Could you convert all of the records below into a Markdown table with the columns "Row" and "Line", giving each nonblank line its own numbered row and leaving out blank lines?

(Raw records)
-- BEGIN --
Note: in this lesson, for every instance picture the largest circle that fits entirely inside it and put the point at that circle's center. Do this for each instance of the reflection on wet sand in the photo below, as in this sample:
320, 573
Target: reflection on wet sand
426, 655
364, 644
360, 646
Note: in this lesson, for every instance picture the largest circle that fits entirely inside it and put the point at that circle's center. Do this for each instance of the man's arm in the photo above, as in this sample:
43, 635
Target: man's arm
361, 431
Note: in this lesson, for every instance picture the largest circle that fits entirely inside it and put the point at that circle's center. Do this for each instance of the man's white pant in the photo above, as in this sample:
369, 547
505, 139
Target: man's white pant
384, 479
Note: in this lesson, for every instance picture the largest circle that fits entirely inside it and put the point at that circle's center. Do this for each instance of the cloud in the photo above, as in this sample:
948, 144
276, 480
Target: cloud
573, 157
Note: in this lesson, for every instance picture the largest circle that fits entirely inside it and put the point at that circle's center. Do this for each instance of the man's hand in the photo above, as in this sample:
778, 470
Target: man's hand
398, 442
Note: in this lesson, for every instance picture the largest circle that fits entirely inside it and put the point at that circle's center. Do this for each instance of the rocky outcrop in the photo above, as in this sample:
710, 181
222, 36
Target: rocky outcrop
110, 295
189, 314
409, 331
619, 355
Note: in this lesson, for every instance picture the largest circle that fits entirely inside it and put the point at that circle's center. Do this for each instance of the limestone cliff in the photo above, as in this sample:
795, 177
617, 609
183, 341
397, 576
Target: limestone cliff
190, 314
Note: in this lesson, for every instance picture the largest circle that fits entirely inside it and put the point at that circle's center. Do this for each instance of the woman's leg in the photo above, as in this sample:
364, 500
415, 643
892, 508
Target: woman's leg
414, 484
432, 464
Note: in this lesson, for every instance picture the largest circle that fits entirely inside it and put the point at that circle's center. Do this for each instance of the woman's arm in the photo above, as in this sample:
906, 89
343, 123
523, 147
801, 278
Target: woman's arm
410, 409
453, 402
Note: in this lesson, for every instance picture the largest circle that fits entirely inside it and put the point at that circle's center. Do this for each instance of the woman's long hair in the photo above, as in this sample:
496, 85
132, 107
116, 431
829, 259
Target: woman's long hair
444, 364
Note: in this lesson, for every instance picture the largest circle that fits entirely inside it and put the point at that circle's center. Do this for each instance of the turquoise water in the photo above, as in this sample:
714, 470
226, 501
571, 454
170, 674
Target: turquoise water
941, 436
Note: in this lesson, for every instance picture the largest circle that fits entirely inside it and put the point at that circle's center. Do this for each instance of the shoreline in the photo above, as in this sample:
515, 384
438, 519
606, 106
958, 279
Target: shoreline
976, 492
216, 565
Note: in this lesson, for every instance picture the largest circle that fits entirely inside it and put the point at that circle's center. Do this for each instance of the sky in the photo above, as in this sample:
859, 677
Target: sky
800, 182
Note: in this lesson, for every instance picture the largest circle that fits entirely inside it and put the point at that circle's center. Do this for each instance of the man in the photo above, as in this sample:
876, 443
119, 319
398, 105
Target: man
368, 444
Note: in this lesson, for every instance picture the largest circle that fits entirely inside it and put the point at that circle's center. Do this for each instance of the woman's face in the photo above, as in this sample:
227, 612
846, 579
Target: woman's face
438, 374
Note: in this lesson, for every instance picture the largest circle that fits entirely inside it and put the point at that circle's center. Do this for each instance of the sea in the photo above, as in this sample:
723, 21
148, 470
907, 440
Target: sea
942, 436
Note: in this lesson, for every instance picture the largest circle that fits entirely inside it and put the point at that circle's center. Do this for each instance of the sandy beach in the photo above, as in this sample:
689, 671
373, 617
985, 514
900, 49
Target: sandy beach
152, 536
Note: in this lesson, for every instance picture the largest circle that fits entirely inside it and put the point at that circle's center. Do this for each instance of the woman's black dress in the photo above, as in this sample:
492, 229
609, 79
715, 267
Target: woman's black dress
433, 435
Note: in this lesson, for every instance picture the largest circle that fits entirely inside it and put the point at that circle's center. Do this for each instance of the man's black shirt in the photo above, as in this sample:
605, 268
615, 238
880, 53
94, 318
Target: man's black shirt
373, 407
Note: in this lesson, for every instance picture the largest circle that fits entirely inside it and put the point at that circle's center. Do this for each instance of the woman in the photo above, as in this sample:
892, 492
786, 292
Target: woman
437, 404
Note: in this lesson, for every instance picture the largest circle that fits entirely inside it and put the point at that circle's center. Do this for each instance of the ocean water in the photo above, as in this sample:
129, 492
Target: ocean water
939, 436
-- END --
Answer to the task
| Row | Line |
|---|---|
| 1 | Note: in this lesson, for every instance picture the largest circle that fits entirely inside it and put the point at that circle's center. Do this for each instance of the reflection on wet sand in the photo below, as in this sample: |
| 2 | 320, 573 |
| 3 | Target: reflection on wet sand |
| 4 | 426, 655 |
| 5 | 364, 644 |
| 6 | 360, 646 |
| 7 | Note: in this lesson, for every instance picture the largest circle that fits entirely inside it and put the point at that circle's center. Do this for each instance of the man's arm in the photo above, as in this sample: |
| 8 | 43, 635 |
| 9 | Target: man's arm |
| 10 | 361, 431 |
| 11 | Note: in this lesson, for every instance picture the largest circle that fits entirely inside it and put the point at that circle's center. Do this for each instance of the man's white pant in the photo above, as in this sample: |
| 12 | 369, 547 |
| 13 | 505, 139 |
| 14 | Target: man's white pant |
| 15 | 384, 479 |
| 16 | Note: in this lesson, for every instance picture the largest circle that fits entirely inside it and put the point at that circle's center. Do this for each instance of the cloud in the photo above, as in this sample: |
| 17 | 948, 144 |
| 18 | 276, 480 |
| 19 | Target: cloud |
| 20 | 573, 157 |
| 21 | Note: in this lesson, for every instance picture the largest circle that fits entirely inside it and put the point at that circle's center. Do this for each instance of the man's hand in the photo above, as in this sample: |
| 22 | 778, 470 |
| 23 | Target: man's hand |
| 24 | 398, 442 |
| 25 | Note: in this lesson, for every instance picture the largest circle that fits entirely inside it and put the point at that circle's center. Do this for each instance of the rocky outcrop in the photo above, as in this sample: |
| 26 | 710, 181 |
| 27 | 222, 36 |
| 28 | Target: rocky outcrop |
| 29 | 110, 295 |
| 30 | 189, 314 |
| 31 | 409, 331 |
| 32 | 619, 355 |
| 33 | Note: in this lesson, for every instance picture the largest circle that fits entirely inside it and put the point at that circle's center. Do this for each instance of the limestone cliff in the photo above, as in this sample: |
| 34 | 795, 177 |
| 35 | 617, 609 |
| 36 | 183, 341 |
| 37 | 397, 576 |
| 38 | Target: limestone cliff |
| 39 | 190, 314 |
| 40 | Note: in this lesson, for every instance picture the largest circle that fits entirely inside it and put the point at that circle's center. Do this for each instance of the woman's leg in the photo above, as in this sample: |
| 41 | 364, 500 |
| 42 | 415, 643 |
| 43 | 892, 508 |
| 44 | Target: woman's leg |
| 45 | 414, 484 |
| 46 | 432, 464 |
| 47 | Note: in this lesson, for every instance picture the largest circle that fits entirely inside it and put the point at that circle's center. Do this for each instance of the woman's arm in the photo above, as in this sample: |
| 48 | 906, 89 |
| 49 | 343, 123 |
| 50 | 523, 147 |
| 51 | 801, 278 |
| 52 | Target: woman's arm |
| 53 | 410, 409 |
| 54 | 453, 402 |
| 55 | Note: in this lesson, for every instance picture the largest circle that fits entirely inside it and put the point at that circle's center. Do this for each instance of the woman's long hair in the photo above, as in this sample: |
| 56 | 496, 85 |
| 57 | 132, 107 |
| 58 | 116, 431 |
| 59 | 829, 259 |
| 60 | Target: woman's long hair |
| 61 | 444, 364 |
| 62 | Note: in this lesson, for every instance picture the largest circle that fits entirely inside it and put the point at that circle's center. Do this for each instance of the turquoise water in the photo above, as in this sample: |
| 63 | 714, 470 |
| 64 | 226, 501 |
| 65 | 571, 454 |
| 66 | 170, 674 |
| 67 | Target: turquoise water |
| 68 | 941, 436 |
| 69 | Note: in this lesson, for every instance picture the largest circle that fits entirely inside it and put the point at that circle's center. Do this for each instance of the shoreline in the photo above, as in this sample: |
| 70 | 515, 384 |
| 71 | 438, 519 |
| 72 | 606, 106 |
| 73 | 958, 279 |
| 74 | Target: shoreline |
| 75 | 976, 492 |
| 76 | 216, 565 |
| 77 | Note: in this lesson, for every instance picture the largest circle that fits entirely inside it and put the point at that circle's center. Do this for each instance of the sky in the photo above, as in this sample: |
| 78 | 859, 677 |
| 79 | Target: sky |
| 80 | 800, 182 |
| 81 | Note: in this lesson, for every instance picture the largest circle that fits entirely inside it and put the point at that circle's center. Do this for each instance of the man in the photo above, as in this sample: |
| 82 | 876, 443 |
| 83 | 119, 319 |
| 84 | 398, 105 |
| 85 | Target: man |
| 86 | 368, 444 |
| 87 | Note: in this lesson, for every instance picture the largest circle that fits entirely inside it and put the point at that circle's center. Do this for each instance of the woman's face in the photo above, as in this sample: |
| 88 | 227, 612 |
| 89 | 846, 579 |
| 90 | Target: woman's face |
| 91 | 438, 374 |
| 92 | Note: in this lesson, for every instance picture the largest circle that fits entirely inside it and put the point at that circle's center. Do this for each instance of the sea in the photo above, as in this sample: |
| 93 | 723, 21 |
| 94 | 148, 470 |
| 95 | 907, 440 |
| 96 | Target: sea |
| 97 | 942, 436 |
| 98 | Note: in this lesson, for every instance picture the largest circle that fits entirely inside it and put the point at that circle's center. Do this for each instance of the sandy beach in the photo above, as in this sample: |
| 99 | 689, 671 |
| 100 | 373, 617 |
| 101 | 985, 514 |
| 102 | 900, 49 |
| 103 | Target: sandy beach |
| 104 | 152, 536 |
| 105 | Note: in this lesson, for every instance picture the largest circle that fits entirely inside it and put the point at that circle's center. Do this for each instance of the woman's black dress in the photo above, as in this sample: |
| 106 | 492, 229 |
| 107 | 609, 79 |
| 108 | 715, 267 |
| 109 | Target: woman's black dress |
| 110 | 433, 435 |
| 111 | Note: in this lesson, for every instance picture the largest circle that fits entirely inside it and put the point at that circle's center. Do this for each instance of the man's black shirt in the photo above, as in this sample: |
| 112 | 605, 268 |
| 113 | 615, 238 |
| 114 | 880, 53 |
| 115 | 94, 318 |
| 116 | Target: man's black shirt |
| 117 | 373, 407 |
| 118 | Note: in this lesson, for every instance picture the largest circle that fits entirely inside it and put the point at that circle's center. Do this for each instance of the woman in the photo above, as in this sample: |
| 119 | 892, 492 |
| 120 | 786, 292 |
| 121 | Target: woman |
| 122 | 437, 404 |
| 123 | Note: in this lesson, for every instance picture the largest circle that fits entirely inside it and put the point at that circle's center. Do this for each instance of the ocean water in the photo above, as in this sample: |
| 124 | 129, 492 |
| 125 | Target: ocean water |
| 126 | 939, 436 |